Data listing>

==================================================

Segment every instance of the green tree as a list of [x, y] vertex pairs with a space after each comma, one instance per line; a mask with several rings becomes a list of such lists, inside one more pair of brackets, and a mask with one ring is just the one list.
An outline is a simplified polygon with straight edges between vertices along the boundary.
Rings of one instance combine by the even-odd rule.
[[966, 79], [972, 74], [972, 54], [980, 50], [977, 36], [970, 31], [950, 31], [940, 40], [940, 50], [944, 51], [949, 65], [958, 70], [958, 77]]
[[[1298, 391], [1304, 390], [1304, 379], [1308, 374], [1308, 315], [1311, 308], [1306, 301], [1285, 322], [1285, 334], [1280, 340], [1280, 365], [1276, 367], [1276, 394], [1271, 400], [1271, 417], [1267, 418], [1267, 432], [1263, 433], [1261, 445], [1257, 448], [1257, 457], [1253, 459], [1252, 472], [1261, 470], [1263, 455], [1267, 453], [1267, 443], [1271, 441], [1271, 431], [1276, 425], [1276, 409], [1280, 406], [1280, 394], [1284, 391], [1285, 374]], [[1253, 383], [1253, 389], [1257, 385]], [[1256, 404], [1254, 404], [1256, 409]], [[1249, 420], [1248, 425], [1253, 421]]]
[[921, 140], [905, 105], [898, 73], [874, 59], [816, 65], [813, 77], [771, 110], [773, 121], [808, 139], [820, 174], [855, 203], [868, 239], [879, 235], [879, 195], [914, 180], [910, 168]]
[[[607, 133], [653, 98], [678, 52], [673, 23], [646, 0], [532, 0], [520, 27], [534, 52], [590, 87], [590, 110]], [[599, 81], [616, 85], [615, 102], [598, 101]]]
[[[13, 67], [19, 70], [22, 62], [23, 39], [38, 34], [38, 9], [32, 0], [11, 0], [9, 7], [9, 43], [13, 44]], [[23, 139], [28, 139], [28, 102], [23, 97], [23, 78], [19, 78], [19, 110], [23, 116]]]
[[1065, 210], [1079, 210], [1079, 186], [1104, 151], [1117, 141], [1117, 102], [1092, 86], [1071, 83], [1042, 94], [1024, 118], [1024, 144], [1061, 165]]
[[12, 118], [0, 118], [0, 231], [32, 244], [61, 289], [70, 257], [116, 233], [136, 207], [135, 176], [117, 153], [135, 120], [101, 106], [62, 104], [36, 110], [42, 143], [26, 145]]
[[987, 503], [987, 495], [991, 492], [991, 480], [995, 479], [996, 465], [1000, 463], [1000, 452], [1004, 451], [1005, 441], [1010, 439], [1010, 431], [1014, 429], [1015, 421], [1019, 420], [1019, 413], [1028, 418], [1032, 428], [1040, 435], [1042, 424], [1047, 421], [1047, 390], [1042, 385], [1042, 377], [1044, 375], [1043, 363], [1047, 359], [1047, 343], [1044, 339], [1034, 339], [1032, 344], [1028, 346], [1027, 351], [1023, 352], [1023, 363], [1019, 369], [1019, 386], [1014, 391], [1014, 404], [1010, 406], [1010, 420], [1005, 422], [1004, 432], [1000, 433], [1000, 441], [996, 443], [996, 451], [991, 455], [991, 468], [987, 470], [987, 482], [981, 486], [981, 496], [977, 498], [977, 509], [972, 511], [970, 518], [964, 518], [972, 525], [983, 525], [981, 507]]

==================================================

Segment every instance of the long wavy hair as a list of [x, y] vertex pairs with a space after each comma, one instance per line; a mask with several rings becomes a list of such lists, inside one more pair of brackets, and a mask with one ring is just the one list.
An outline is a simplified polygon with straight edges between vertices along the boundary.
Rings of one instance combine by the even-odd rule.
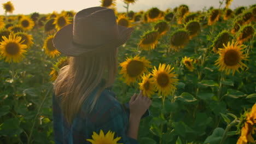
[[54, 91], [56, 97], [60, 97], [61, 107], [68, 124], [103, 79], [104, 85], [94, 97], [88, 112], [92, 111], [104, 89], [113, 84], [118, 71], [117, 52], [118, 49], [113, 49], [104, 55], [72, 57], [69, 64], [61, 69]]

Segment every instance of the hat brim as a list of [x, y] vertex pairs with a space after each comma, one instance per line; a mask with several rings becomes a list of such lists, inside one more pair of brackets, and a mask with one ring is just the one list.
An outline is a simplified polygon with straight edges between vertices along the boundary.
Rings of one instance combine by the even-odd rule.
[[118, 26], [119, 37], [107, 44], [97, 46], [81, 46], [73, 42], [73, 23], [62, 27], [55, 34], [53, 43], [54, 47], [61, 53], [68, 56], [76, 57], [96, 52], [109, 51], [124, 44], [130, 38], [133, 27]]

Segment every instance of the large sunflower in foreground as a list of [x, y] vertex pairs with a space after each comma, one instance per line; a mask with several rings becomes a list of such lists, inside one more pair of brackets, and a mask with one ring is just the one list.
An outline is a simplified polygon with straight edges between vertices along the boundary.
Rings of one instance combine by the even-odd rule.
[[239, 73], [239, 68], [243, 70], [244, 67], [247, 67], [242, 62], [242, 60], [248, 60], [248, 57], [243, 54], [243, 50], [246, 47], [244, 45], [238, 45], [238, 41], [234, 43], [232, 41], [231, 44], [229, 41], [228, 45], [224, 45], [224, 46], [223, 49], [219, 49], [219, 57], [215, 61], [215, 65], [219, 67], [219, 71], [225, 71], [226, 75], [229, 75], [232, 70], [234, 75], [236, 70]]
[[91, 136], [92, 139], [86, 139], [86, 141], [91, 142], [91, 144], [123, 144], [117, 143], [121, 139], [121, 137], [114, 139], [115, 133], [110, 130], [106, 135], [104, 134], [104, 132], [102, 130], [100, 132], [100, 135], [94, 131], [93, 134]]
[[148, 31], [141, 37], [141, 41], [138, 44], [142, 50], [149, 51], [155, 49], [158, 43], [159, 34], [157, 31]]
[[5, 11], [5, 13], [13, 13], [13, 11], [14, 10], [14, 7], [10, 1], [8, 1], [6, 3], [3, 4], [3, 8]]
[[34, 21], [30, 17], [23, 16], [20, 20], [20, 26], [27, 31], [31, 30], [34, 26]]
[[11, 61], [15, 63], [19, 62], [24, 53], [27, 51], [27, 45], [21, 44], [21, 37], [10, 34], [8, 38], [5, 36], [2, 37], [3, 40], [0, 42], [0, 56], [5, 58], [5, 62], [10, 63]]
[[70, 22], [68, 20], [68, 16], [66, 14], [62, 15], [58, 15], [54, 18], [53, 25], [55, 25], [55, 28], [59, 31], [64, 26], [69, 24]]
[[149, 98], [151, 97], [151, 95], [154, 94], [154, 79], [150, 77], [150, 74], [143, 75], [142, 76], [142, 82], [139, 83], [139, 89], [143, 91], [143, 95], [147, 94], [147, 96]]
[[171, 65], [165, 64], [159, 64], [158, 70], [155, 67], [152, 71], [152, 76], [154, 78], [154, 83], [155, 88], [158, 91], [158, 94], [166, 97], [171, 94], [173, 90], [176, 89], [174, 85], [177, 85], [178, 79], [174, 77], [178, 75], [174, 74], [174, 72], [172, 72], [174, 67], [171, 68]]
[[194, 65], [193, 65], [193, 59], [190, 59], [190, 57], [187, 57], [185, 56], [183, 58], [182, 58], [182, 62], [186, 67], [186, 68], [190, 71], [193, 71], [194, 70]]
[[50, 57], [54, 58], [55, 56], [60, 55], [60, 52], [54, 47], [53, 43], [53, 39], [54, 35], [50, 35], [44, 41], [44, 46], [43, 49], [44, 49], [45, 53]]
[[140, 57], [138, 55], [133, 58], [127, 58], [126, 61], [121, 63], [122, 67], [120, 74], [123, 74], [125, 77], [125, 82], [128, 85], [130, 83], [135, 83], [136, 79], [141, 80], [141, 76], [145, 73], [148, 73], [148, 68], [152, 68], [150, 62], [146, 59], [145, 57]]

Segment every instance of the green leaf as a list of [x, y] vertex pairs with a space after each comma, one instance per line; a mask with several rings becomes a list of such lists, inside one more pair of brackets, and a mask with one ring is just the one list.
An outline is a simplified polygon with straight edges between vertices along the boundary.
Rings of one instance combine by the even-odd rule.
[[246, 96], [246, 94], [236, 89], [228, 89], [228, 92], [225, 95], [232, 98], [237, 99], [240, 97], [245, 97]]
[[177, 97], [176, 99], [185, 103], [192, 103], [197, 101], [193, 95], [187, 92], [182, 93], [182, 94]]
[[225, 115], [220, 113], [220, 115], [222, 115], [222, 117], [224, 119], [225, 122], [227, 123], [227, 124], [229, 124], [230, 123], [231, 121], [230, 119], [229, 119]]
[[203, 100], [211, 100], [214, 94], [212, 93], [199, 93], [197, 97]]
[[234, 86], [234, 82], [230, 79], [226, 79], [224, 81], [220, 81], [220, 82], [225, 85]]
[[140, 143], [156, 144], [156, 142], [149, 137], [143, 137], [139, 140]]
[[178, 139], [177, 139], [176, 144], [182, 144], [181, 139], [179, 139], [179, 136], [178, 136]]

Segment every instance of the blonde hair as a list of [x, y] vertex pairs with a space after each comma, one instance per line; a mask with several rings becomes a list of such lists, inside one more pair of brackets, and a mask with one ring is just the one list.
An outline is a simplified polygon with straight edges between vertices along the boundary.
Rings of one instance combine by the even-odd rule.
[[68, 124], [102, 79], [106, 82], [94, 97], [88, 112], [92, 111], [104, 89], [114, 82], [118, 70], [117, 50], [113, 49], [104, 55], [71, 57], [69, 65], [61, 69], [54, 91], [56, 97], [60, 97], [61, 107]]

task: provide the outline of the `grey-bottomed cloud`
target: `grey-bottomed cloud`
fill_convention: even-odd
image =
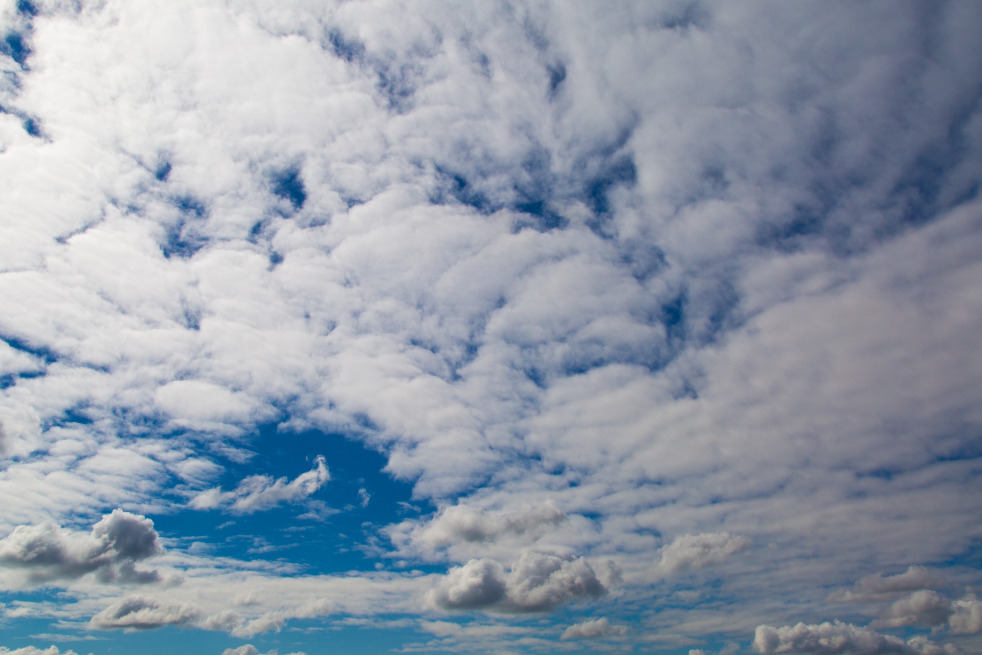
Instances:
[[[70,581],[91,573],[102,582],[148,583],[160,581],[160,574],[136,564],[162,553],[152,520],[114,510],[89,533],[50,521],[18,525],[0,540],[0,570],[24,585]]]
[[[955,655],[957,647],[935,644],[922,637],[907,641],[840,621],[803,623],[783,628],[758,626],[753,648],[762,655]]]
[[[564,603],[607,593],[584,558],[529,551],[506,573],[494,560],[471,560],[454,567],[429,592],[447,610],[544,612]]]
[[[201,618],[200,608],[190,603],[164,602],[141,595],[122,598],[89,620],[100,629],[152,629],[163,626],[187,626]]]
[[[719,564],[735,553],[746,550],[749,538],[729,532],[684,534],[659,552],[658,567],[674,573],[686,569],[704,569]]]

==================================================

Rescale the data between the lines holding "Segment every instance of the green tree" and "102], [598, 101]]]", inclusive. Reproduce those lines alone, keeping the text lines unchanged and multiplying every coordinate by 0.55, rounded to a whole number with halves rounded up.

Segment every instance of the green tree as a list of [x, y] vertex pairs with a space after each comma, one instance per line; a mask with several rings becomes a list of such lists, inside one more pair of brackets, and a mask with one ring is just the one list.
An outline is a simplified polygon with straight edges between vertices along the boundary.
Rings of one instance combine by the even-odd rule.
[[531, 43], [535, 41], [535, 30], [539, 28], [537, 20], [534, 17], [523, 17], [517, 22], [517, 28], [519, 28], [522, 36], [527, 39], [527, 42]]
[[[714, 215], [717, 215], [717, 208], [719, 206], [719, 173], [721, 169], [718, 166], [707, 177], [707, 184], [704, 187], [704, 201], [702, 202], [702, 217], [699, 220], [699, 229], [697, 230], [697, 238], [695, 238], [694, 245], [691, 246], [691, 251], [689, 252], [689, 260], [694, 259], [695, 250], [697, 249], [697, 244], [699, 243], [699, 237], [702, 234], [702, 225], [704, 223], [704, 217], [706, 215], [707, 206]], [[689, 211], [689, 214], [691, 212]], [[691, 222], [690, 222], [691, 225]], [[687, 231], [686, 234], [689, 232]]]
[[507, 77], [498, 58], [494, 40], [481, 32], [449, 36], [447, 42], [424, 61], [425, 67], [444, 76], [451, 96], [470, 112], [477, 131], [483, 129], [483, 107], [503, 99], [501, 92]]
[[[334, 73], [359, 54], [373, 29], [370, 13], [355, 0], [293, 0], [286, 15], [294, 29], [325, 48], [325, 61]], [[329, 45], [339, 47], [338, 56], [329, 56]]]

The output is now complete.